• _Task input_
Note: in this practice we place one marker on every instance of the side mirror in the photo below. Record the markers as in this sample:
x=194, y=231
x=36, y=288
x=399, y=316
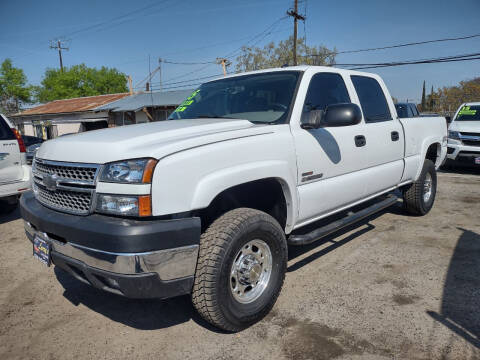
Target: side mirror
x=312, y=119
x=341, y=115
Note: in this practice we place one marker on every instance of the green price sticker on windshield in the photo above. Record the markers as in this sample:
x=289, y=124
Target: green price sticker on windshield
x=467, y=111
x=183, y=106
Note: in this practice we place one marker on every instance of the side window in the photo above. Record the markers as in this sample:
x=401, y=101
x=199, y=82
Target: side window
x=372, y=99
x=415, y=110
x=325, y=89
x=410, y=111
x=5, y=132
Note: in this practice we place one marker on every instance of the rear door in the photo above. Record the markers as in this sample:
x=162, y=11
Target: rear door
x=10, y=157
x=383, y=135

• _Written exercise_
Keep the pictures out of the copy and write out the data exactly as it stands.

• _Response_
Note: in this practice we place one marker on every instance of the side mirror in the photo below. Record the markers as in this sample:
x=194, y=231
x=36, y=288
x=399, y=316
Target: side mirror
x=312, y=119
x=341, y=115
Note: in this practice we place one marker on every instance of the green price sticker on windshield in the photo above. Record the markers as in this sample:
x=289, y=124
Target: green price sticker on windshield
x=467, y=111
x=183, y=106
Note: in this practice we place one marker on every instance of the side window in the photo above. Record the markers as in this sample:
x=401, y=101
x=199, y=82
Target: side window
x=372, y=99
x=415, y=110
x=325, y=89
x=410, y=111
x=5, y=132
Note: in this practice we place one marker on every instance of the rear door in the photo above. Record the markers as in this sample:
x=162, y=11
Target: rear door
x=10, y=157
x=383, y=135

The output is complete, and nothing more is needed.